─── EXTRACT TO READ ───

19 books106 followers
Andrew J. Peters is an author, an educator, and an activist. His books have won the Silver Falchion award and been a finalist at the Foreword INDIES (The City of Seven Gods), as well as a Readers' Choice pick at The Romance Reviews (the Werecat series). He has written two fantasy books for young adults (The Seventh Pleiade, Banished Sons of Poseidon), and he is the author of the adult novel Poseidon and Cleito.

His latest novel Irresistible is a gay rom-com based on the oldest extant romance novel in the world.

Andrew grew up in Amherst, New York, studied psychology at Cornell University, and has spent most of his career as a social worker and an advocate for lesbian, gay, bisexual and transgender youth.

Most of Andrew’s work takes inspiration from mythological themes, but as a young writer, he adored Agatha Christie. At Smallwood Elementary School, he was briefly a literary celebrity when his school principal invited him to read from his novel Murder at Moosewood Mansion over the P.A. system at lunch.

───

Reproduce the author bio from "His latest novel" to "and transgender youth." word for word.

─── DATASET RECORDS ───

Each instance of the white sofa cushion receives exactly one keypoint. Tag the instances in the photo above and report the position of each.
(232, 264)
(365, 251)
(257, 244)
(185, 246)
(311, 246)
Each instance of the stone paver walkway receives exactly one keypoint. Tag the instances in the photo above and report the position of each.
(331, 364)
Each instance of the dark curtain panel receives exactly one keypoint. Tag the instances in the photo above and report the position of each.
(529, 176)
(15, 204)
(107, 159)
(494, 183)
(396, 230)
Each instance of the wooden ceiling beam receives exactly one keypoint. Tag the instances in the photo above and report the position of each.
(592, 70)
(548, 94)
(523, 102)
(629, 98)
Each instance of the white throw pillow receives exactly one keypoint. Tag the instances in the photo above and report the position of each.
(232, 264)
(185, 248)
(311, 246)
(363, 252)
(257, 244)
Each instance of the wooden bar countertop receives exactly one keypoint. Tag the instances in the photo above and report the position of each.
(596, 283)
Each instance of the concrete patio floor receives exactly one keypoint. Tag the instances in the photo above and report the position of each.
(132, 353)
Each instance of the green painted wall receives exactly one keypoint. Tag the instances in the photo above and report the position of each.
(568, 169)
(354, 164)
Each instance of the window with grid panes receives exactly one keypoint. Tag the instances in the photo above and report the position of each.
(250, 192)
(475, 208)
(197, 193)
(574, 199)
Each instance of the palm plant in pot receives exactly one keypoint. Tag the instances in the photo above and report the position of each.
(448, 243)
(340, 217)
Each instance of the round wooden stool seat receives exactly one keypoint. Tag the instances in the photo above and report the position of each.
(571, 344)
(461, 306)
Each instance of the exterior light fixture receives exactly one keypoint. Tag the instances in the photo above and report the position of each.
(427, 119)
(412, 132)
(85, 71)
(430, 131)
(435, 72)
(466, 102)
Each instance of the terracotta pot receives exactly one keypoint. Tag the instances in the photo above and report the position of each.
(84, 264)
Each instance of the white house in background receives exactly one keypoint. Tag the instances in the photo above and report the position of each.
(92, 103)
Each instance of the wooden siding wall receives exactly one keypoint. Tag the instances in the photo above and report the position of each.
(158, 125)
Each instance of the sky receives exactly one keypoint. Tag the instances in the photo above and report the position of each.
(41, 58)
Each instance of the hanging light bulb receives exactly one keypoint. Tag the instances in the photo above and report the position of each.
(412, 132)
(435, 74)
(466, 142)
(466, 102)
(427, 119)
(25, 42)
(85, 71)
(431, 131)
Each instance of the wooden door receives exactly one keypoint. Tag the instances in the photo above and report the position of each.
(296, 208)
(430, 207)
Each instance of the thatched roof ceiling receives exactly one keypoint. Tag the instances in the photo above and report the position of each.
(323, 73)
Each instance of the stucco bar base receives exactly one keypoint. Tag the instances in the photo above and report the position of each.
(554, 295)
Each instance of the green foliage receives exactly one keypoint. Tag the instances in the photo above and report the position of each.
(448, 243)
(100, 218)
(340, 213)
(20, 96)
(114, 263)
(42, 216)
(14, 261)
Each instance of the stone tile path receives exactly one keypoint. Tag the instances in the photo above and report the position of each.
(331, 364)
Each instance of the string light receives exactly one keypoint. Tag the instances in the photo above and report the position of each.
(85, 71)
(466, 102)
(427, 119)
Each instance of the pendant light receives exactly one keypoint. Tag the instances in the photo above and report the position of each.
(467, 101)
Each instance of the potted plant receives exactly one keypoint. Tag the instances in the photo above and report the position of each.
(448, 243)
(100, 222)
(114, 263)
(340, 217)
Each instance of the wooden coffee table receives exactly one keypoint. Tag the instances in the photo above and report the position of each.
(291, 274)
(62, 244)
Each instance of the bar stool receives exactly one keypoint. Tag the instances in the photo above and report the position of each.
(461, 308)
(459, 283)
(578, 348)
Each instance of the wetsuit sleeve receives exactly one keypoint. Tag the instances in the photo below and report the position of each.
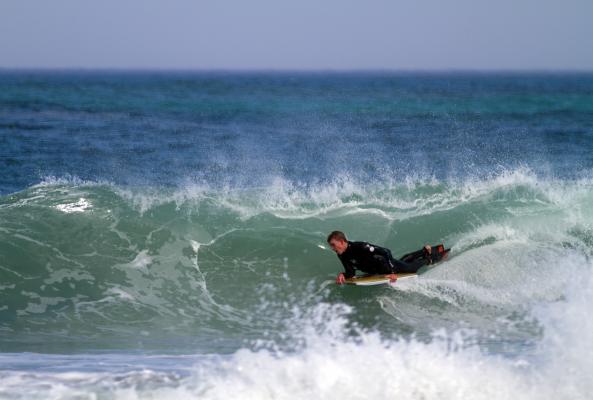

───

(SOLUTION TO THE PROBLEM):
His latest novel Irresistible is a gay rom-com based on the oldest extant romance novel in the world.

Andrew grew up in Amherst, New York, studied psychology at Cornell University, and has spent most of his career as a social worker and an advocate for lesbian, gay, bisexual and transgender youth.